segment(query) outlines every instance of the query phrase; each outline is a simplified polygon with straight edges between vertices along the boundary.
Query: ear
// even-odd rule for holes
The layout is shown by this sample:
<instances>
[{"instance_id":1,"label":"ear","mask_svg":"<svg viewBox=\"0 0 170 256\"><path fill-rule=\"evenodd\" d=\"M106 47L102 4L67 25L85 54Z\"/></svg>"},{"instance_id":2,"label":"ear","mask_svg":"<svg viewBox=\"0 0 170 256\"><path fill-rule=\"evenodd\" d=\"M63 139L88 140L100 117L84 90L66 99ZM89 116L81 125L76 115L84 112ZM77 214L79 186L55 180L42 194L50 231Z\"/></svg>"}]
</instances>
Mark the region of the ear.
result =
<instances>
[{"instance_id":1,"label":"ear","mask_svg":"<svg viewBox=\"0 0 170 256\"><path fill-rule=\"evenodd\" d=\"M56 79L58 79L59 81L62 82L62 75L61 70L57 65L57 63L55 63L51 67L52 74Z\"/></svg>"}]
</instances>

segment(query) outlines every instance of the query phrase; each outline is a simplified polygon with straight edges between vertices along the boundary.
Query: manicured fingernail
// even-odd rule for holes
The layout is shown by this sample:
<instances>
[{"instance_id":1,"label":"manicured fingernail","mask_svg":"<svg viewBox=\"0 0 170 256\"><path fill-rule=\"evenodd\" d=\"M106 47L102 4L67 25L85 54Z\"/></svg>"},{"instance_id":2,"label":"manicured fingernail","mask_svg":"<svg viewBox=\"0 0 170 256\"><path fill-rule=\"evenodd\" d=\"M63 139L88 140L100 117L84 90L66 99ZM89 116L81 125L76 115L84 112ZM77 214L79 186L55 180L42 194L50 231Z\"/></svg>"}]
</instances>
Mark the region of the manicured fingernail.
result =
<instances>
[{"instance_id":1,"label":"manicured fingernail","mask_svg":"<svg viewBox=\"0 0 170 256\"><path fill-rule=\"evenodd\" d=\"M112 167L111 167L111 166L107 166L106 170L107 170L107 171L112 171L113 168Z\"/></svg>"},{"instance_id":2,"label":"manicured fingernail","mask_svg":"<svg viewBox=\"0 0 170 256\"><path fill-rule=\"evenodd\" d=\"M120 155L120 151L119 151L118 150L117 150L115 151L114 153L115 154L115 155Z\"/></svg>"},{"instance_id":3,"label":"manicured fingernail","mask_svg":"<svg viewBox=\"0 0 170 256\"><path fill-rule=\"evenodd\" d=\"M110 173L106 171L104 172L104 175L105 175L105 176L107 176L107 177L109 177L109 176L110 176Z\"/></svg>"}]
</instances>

◆ DIRECTIONS FOR THIS TASK ◆
Give the material above again, word for word.

◆ ANSWER BELOW ◆
segment(query) outlines every instance of the query phrase; each outline is a simplified polygon with straight edges between vertices along the boundary.
Query: ear
// even-odd rule for holes
The layout is shown by this sample:
<instances>
[{"instance_id":1,"label":"ear","mask_svg":"<svg viewBox=\"0 0 170 256\"><path fill-rule=\"evenodd\" d=\"M106 47L102 4L67 25L85 54Z\"/></svg>"},{"instance_id":2,"label":"ear","mask_svg":"<svg viewBox=\"0 0 170 256\"><path fill-rule=\"evenodd\" d=\"M63 139L88 140L100 117L84 90L66 99ZM89 116L81 125L76 115L84 112ZM77 214L79 186L55 180L42 194L50 231Z\"/></svg>"}]
</instances>
Mark the region of the ear.
result =
<instances>
[{"instance_id":1,"label":"ear","mask_svg":"<svg viewBox=\"0 0 170 256\"><path fill-rule=\"evenodd\" d=\"M56 79L58 79L59 81L62 82L62 75L61 70L57 65L57 63L55 63L51 67L52 74Z\"/></svg>"}]
</instances>

segment(query) outlines every instance of the query phrase; each outline is a simplified polygon with straight edges between vertices along the boundary.
Query: manicured fingernail
// even-odd rule for holes
The layout is shown by this sample:
<instances>
[{"instance_id":1,"label":"manicured fingernail","mask_svg":"<svg viewBox=\"0 0 170 256\"><path fill-rule=\"evenodd\" d=\"M106 47L102 4L67 25L85 54Z\"/></svg>"},{"instance_id":2,"label":"manicured fingernail","mask_svg":"<svg viewBox=\"0 0 170 256\"><path fill-rule=\"evenodd\" d=\"M63 139L88 140L100 117L84 90L66 99ZM89 116L81 125L76 115L84 112ZM77 214L79 186L55 180L42 194L50 231Z\"/></svg>"}]
</instances>
Mark the region of the manicured fingernail.
result =
<instances>
[{"instance_id":1,"label":"manicured fingernail","mask_svg":"<svg viewBox=\"0 0 170 256\"><path fill-rule=\"evenodd\" d=\"M112 167L111 167L111 166L107 166L106 170L107 170L107 171L112 171L113 168Z\"/></svg>"},{"instance_id":2,"label":"manicured fingernail","mask_svg":"<svg viewBox=\"0 0 170 256\"><path fill-rule=\"evenodd\" d=\"M120 155L120 151L119 151L118 150L117 150L115 151L114 153L115 154L115 155Z\"/></svg>"},{"instance_id":3,"label":"manicured fingernail","mask_svg":"<svg viewBox=\"0 0 170 256\"><path fill-rule=\"evenodd\" d=\"M110 173L106 171L104 172L104 175L105 175L105 176L107 176L107 177L109 177L109 176L110 176Z\"/></svg>"}]
</instances>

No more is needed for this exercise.